### [Text passage]

2D Parallelism using Ray PyTorch

Last time we already covered https://huggingface.co/blog/huseinzol05/tensor-parallelism using PyTorch Distributed Elastic and little bit of Pipeline Parallelism, but did you know that you can combine Tensor Parallelism and Pipeline Parallelism in the same parallelism?

Actually we have up to 4D! Tensor Parallelism + Pipeline Parallelism + Data Parallelism + Context Parallelism, TP + PP + DP + CP! Which is already done in,

1. Megalodon, https://github.com/XuezheMax/megalodon

2. Llama 3.1 training paper, https://ai.meta.com/research/publications/the-llama-3-herd-of-models/

But in this blog we only cover TP and PP. As we know, Tensor Parallelism split the weights either Row-Wise or Column-Wise to N GPUs and Pipeline Parallelism split hidden layers to N GPUs,

We can combine TP and PP to become a single parallelism, called 2D Parallelism. Assumed I have a deep learning model with 4 hidden layers, and each hidden layer has a linear layer, to make the model fit into 2D Parallelism,

1. GPU 0 take hidden layers 0-1, this is a PP for hidden layers 0-1, and GPU 0 TP with GPU 1 to shard the weights, this can be done using torch.distributed.new_group. This required 2 GPUs.

2. Output from hidden layers 0-1 in GPU 0 and will pass to GPU 2, and GPU 2 PP hidden layers 2-3. GPU 2 TP with GPU 3 to shard the weights. Also required to create new group using torch.distributed.new_group. This required 2 GPUs.

3. The number of GPUs required is, M PP x N TP, if M = 2 and N = 2, we need 4 GPUs. 1 PP 2 TP means, all hidden layers inside the same GPU 0, but the weights sharded with GPU 1, so it required 2 GPUs.

4. Because the hidden layers are split across M devices, and each weight is sharded by N, GPU memory is saved by a factor of M x N!

5. This 2D Parallelism communication groups are like below,

6. TP Group: [0, 1] is the TP communication group for GPU 0 and GPU 1, PP Group: [0, 2] is the PP communication group for GPU 0 and GPU 2, and TP Group: [2, 3] is the TP communication group for GPU 2 and GPU 3.

Ray PyTorch

For distributed framework we decided to use Ray because we do not have a node with 4 GPUs, but we have 2 nodes with each 2 GPUs, so we connect those nodes using Ray inside Tailscale VPN.

Why Ray? Ray is cool, nice UI, and the important parts are, node auto discovery and automatic distributed execution.

What does means by node auto discovery and automatic distributed execution? actually Torch Elastic Distributed support multi-nodes natively, you must set rendezvous backend, https://pytorch.org/docs/stable/elastic/run.html#note-on-rendezvous-backend

torchrun
--nnodes=$NUM_NODES
--nproc-per-node=$NUM_TRAINERS
--rdzv-id=$JOB_ID
--rdzv-backend=c10d
--rdzv-endpoint=$HOST_NODE_ADDR
YOUR_TRAINING_SCRIPT.py

• $NUM_NODES must set equal to the size of nodes.

### [Records]
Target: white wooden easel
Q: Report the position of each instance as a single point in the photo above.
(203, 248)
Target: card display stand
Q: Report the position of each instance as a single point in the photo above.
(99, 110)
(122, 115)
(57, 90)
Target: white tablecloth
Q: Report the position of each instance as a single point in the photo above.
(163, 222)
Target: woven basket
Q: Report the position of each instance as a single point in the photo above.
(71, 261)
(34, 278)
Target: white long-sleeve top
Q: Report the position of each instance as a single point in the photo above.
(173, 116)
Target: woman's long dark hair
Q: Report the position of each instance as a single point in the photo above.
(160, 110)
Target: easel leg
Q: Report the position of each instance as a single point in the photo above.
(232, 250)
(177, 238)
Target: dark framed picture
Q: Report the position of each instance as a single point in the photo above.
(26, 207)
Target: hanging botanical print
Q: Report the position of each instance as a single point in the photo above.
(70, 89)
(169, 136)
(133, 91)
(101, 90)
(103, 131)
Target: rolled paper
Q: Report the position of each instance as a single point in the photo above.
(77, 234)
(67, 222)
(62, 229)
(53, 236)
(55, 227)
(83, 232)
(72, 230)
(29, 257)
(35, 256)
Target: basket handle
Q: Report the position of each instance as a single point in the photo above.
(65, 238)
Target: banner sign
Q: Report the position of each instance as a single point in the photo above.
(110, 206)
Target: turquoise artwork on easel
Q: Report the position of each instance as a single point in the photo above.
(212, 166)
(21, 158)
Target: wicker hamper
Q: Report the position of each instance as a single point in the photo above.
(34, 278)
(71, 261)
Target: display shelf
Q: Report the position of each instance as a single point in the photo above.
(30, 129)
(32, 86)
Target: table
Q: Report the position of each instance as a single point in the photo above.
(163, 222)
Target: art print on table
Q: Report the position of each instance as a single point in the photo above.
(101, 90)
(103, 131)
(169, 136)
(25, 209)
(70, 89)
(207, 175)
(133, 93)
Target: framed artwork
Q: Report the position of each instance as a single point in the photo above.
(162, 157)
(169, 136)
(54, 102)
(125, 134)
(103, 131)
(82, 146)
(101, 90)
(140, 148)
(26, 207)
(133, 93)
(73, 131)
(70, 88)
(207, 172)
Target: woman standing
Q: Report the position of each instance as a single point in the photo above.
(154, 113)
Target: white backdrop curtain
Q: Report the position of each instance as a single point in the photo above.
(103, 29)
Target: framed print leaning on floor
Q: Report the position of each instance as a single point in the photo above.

### [Exercise set]
1) Reproduce the passage of the 2D parallelism post from "We can combine" to "done using torch.distributed.new_group. This required 2 GPUs.".
2) Answer these questions using the 2D parallelism post:
(a) How many nodes were available, and how many GPUs did each have?
(b) Which PyTorch function creates the new group for the TP sharding?
(c) Which GPUs make up the PP communication group?
3) Extend the 2D parallelism post from the point where it stops.

### [Solved tasks]
1)
We can combine TP and PP to become a single parallelism, called 2D Parallelism. Assumed I have a deep learning model with 4 hidden layers, and each hidden layer has a linear layer, to make the model fit into 2D Parallelism,

1. GPU 0 take hidden layers 0-1, this is a PP for hidden layers 0-1, and GPU 0 TP with GPU 1 to shard the weights, this can be done using torch.distributed.new_group. This required 2 GPUs.

2)
(a) Two nodes, each with 2 GPUs.
(b) torch.distributed.new_group.
(c) GPU 0 and GPU 2.

3)
• $NUM_TRAINERS must set equal to the size of GPUs.

• $JOB_ID can set any ID, if you have multiple jobs, you must set different ID.

• $HOST_NODE_ADDR is the first node or the fastest node you have, and it will elect as host.

Now we have 2 nodes and each node has 2 GPUs, with IPs 100.93.25.29 and 100.92.17.27, so to run using torchrun,

In 100.93.25.29,

torchrun \
--nnodes=2 --nproc_per_node=2 \
--rdzv_id=1234 --rdzv_backend=c10d --rdzv_endpoint=100.93.25.29:29500 train.py

And in 100.92.17.27, you have to run the same thing,

torchrun \
--nnodes=2 --nproc_per_node=2 \
--rdzv_id=1234 --rdzv_backend=c10d --rdzv_endpoint=100.93.25.29:29500 train.py

Which is tedious, and each nodes must have the same script plus you must know the head of IP address! Or maybe you saw someone run using Slurm before,

nodes=( $( scontrol show hostnames $SLURM_JOB_NODELIST ) )
nodes_array=($nodes)
head_node=${nodes_array[0]}
head_node_ip=$(srun --nodes=1 --ntasks=1 -w "$head_node" hostname --ip-address)

srun torchrun \
--nnodes 2 \
--nproc_per_node 2 \
--rdzv_id 1234 \
--rdzv_backend c10d \
--rdzv_endpoint $head_node_ip:29500 \
train.py

Slurm also run the script for the entire nodes register in Slurm, but in other to build a Slurm cluster,

# /etc/slurm-llnl/slurm.conf
ClusterName=my_cluster
ControlMachine=100.93.25.29
# extra configs

NodeName=node1 NodeAddr=100.93.25.29 RealMemory=32000 Sockets=1 CoresPerSocket=4 ThreadsPerCore=2 Gres=gpu:2
NodeName=node2 NodeAddr=100.92.17.27 RealMemory=32000 Sockets=1 CoresPerSocket=4 ThreadsPerCore=2 Gres=gpu:2
PartitionName=debug Nodes=node1,node2 Default=YES MaxTime=INFINITE State=UP

You need to put the config for the all nodes available, and as you can see, you have to mention all the IP nodes!

But in Ray, you do not have to do all of that, you just run the script anywhere as long the script connected to the Ray head and Ray will automatically distribute the script to another nodes.

In head node 100.93.25.29, you have to run the Ray head mode,

ray start --head --node-ip-address=100.93.25.29 --port=6379 --dashboard-host=0.0.0.0

After that other nodes just connect using,

ray start --address=100.93.25.29:6379

Done! The cluster looks like below,

Even though to connect to the Ray must use the head node, but all the nodes in the Ray cluster able to peer-to-peer communication without need to go the head node. And Ray comes with a nice dashboard!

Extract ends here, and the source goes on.